>>

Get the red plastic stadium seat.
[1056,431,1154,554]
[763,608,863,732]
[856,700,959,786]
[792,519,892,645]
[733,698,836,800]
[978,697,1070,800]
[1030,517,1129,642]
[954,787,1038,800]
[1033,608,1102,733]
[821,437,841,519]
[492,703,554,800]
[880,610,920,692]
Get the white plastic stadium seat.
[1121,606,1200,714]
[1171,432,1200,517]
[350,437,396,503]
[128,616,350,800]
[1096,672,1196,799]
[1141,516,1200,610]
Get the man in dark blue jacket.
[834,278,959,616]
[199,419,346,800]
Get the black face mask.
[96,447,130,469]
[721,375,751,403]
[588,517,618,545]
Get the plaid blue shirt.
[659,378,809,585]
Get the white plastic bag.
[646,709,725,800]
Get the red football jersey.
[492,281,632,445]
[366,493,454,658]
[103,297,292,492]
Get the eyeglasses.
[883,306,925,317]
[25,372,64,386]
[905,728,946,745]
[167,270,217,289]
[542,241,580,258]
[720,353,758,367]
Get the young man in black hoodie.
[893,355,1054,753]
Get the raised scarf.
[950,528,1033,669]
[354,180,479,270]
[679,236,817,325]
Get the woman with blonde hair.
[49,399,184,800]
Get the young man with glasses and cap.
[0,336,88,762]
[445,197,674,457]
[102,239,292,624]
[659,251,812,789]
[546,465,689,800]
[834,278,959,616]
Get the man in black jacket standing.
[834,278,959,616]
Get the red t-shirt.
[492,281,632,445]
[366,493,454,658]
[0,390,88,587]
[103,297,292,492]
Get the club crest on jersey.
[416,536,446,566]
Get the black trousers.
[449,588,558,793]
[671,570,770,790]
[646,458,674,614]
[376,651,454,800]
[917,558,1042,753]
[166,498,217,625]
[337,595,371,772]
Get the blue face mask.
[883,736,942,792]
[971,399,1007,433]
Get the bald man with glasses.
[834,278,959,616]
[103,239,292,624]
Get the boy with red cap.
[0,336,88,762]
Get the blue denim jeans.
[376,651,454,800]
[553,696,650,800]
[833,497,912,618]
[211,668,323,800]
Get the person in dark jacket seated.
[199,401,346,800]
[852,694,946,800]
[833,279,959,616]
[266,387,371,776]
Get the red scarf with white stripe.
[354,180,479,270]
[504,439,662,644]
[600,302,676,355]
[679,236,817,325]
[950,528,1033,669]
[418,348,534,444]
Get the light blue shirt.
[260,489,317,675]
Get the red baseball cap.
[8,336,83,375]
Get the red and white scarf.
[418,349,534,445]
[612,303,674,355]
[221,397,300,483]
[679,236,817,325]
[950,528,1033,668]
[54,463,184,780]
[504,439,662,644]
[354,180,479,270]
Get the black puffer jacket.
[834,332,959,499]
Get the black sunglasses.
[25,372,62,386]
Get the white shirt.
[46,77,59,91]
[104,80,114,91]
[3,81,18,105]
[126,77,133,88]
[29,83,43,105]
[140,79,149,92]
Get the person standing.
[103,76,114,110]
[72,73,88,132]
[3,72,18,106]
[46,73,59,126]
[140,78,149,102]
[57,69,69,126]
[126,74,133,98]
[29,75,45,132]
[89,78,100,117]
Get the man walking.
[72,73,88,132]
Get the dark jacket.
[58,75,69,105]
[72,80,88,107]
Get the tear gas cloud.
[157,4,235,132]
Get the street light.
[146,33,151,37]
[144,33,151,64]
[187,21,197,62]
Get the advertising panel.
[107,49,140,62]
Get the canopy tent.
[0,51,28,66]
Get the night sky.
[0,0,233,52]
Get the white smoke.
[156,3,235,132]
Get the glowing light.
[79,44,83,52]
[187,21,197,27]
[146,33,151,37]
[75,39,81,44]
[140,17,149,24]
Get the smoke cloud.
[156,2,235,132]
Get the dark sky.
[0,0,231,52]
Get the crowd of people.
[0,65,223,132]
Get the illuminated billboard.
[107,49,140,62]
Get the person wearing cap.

<<

§ EXERCISE REQUIREMENTS: Can you reproduce the listing from the line containing "Get the red and white scarf." through its end, both ends included, shifting every bounding-box coordinate up by 66 and leaving every other line unchanged?

§ COMPLETED TASK:
Get the red and white scarf.
[484,415,600,511]
[678,369,740,421]
[287,463,366,549]
[745,302,883,391]
[1016,594,1099,734]
[120,529,250,846]
[570,505,728,710]
[420,246,545,336]
Get the black puffer jacket.
[900,398,1025,565]
Get the black sunglasses.
[91,438,128,452]
Get the white shirt.
[112,143,125,157]
[170,146,180,157]
[69,147,84,171]
[192,143,199,154]
[95,149,109,171]
[206,145,215,158]
Get the person standing.
[169,142,180,176]
[138,139,154,198]
[69,138,84,172]
[112,139,125,192]
[206,144,215,168]
[123,135,135,192]
[192,140,199,164]
[95,141,111,198]
[155,144,166,183]
Get the man walking.
[138,139,154,198]
Get the dark jacket.
[124,141,135,171]
[138,146,154,173]
Get the tear gas cloud.
[223,70,301,198]
Get the street light.
[212,99,217,103]
[210,99,217,130]
[253,87,263,128]
Get the advertising panel.
[173,115,206,128]
Get the canopy tent.
[66,117,94,132]
Get the night sky.
[66,66,299,118]
Get the white smoke.
[222,69,301,198]
Get the glowing light.
[145,110,149,118]
[253,87,263,93]
[212,99,217,103]
[141,105,147,110]
[206,83,215,90]
Get the smoke cloud.
[222,68,301,198]
Get the dark sky.
[66,66,297,118]
Get the crowd of people.
[66,131,289,198]
Get the illuminated billboard.
[173,115,206,128]
Get the person wearing cap.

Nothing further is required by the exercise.